Copy the data exactly as it appears, and do not include any pictures.
********************
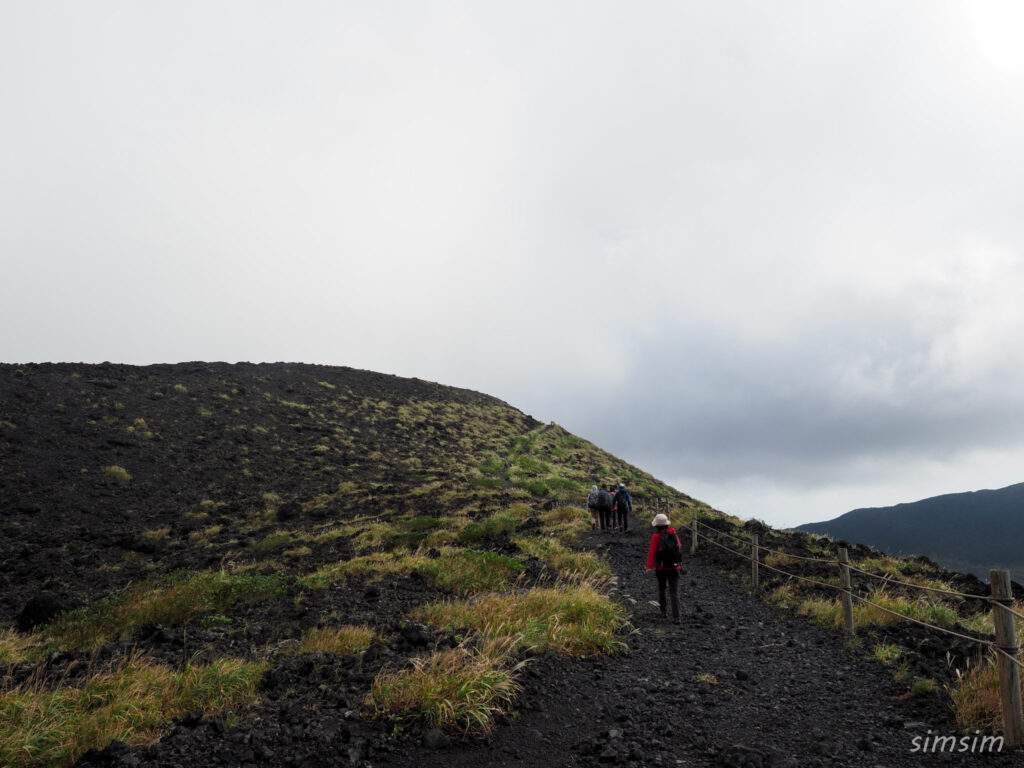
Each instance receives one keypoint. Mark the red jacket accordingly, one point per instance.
(655, 538)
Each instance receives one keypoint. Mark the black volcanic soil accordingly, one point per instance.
(737, 683)
(782, 692)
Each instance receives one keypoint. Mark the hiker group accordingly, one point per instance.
(609, 509)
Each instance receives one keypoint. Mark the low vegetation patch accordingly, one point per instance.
(976, 699)
(569, 565)
(13, 646)
(47, 727)
(169, 600)
(467, 571)
(571, 619)
(460, 689)
(117, 473)
(882, 613)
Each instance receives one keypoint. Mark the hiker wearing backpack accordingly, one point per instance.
(666, 556)
(592, 507)
(624, 505)
(604, 508)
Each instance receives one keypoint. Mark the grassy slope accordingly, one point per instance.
(268, 483)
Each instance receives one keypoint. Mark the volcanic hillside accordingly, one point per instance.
(111, 473)
(296, 565)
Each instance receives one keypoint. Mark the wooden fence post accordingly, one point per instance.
(844, 567)
(755, 557)
(1006, 640)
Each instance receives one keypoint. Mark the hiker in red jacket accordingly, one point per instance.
(666, 556)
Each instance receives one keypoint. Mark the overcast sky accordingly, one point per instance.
(771, 252)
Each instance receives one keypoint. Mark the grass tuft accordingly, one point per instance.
(117, 473)
(169, 600)
(46, 727)
(463, 688)
(570, 619)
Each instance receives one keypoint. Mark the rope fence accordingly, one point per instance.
(1005, 647)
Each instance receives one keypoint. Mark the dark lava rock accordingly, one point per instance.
(289, 511)
(42, 608)
(436, 739)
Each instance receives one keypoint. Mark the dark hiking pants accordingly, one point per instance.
(622, 518)
(668, 581)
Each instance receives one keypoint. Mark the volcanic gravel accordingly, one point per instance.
(737, 683)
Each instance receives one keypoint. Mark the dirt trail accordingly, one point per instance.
(736, 683)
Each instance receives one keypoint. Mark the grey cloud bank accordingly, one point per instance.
(771, 252)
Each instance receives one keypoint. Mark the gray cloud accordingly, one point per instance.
(771, 253)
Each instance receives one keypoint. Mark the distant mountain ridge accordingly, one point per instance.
(970, 531)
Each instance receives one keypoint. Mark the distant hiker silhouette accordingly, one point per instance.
(592, 501)
(624, 505)
(666, 556)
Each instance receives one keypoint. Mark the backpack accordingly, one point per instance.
(668, 554)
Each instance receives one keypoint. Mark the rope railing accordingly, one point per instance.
(864, 599)
(766, 549)
(778, 570)
(892, 580)
(1005, 646)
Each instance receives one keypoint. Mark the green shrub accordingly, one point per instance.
(40, 726)
(461, 689)
(170, 600)
(571, 619)
(468, 571)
********************
- Final answer -
Each instance receives one keypoint. Mark the red jacket accordingly, one point per instance.
(655, 538)
Each instance receives one keypoint. Mark the black volcanic soil accordingly, one point per instance.
(737, 683)
(782, 692)
Each instance receives one keypoint. Mark the hiker group accordingly, one point per instance.
(609, 509)
Each instance receives one keypoint. Mark the low vegetation patch accordingly, one point per instance.
(976, 699)
(569, 565)
(13, 646)
(47, 727)
(169, 600)
(467, 571)
(571, 619)
(460, 689)
(117, 473)
(882, 613)
Each instance receives one keypoint. Mark the hiker wearing backpack accordingly, one point per instance.
(666, 556)
(592, 507)
(624, 505)
(604, 508)
Each instance receives one keypoint. Mark the grassy slope accordingly, one point per instance.
(268, 483)
Each instance receives one keypoint. Mark the volcanic hillside accordingly, one point per instance.
(111, 473)
(296, 565)
Each instance receives one keypoint. Mark the wooden fence post accordingly, one point per instance.
(844, 567)
(755, 557)
(1006, 640)
Each instance receives one keypoint. Mark the hiker in red jacket accordingly, one point per instance.
(666, 556)
Each instance receives one keypoint. Mark the overcast sky accordingly, one point per instance.
(771, 252)
Each instance receives one keypoint. Mark the grass tuft accordingly, one point per instance.
(117, 473)
(169, 600)
(46, 727)
(463, 688)
(570, 619)
Each instance receives one keypoint. Mark the rope fence accordingly, one point per instance.
(1005, 647)
Each instance receives one keypoint. Mark the dark lava rock accordingly, one point per instance.
(289, 511)
(42, 608)
(436, 739)
Each instance receives one keypoint. Mark the dark hiking pants accordingly, one point per instance.
(622, 518)
(668, 581)
Each instance receives one keypoint. Mark the volcanic gravel accordingly, one point per instance.
(737, 683)
Each instance receives one keypoint. Mark the dirt trail accordingly, one point per instance.
(736, 683)
Each instance receives one keypoint. Mark the grey cloud bank accordingly, one point per instance.
(771, 252)
Each instance receives one keypoint. Mark the gray cloud accordingly, one point per instance.
(771, 253)
Each instance receives one keypoint. Mark the distant mountain ridge accordingly, one point per instance.
(970, 531)
Each instance receives one keypoint. Mark the distant hiker silhouette accordingly, one point per instance.
(592, 501)
(624, 505)
(666, 556)
Each instance receives one keypoint. Mark the backpack accordingly, one point per instance.
(668, 554)
Each instance receives one keypoint. Mark the rope railing accordingly, one point per instance.
(864, 599)
(766, 549)
(778, 570)
(892, 580)
(1005, 646)
Each instance receives one keypoint. Mark the green shrub accordingly, one point per instance.
(40, 726)
(461, 689)
(170, 600)
(571, 619)
(468, 571)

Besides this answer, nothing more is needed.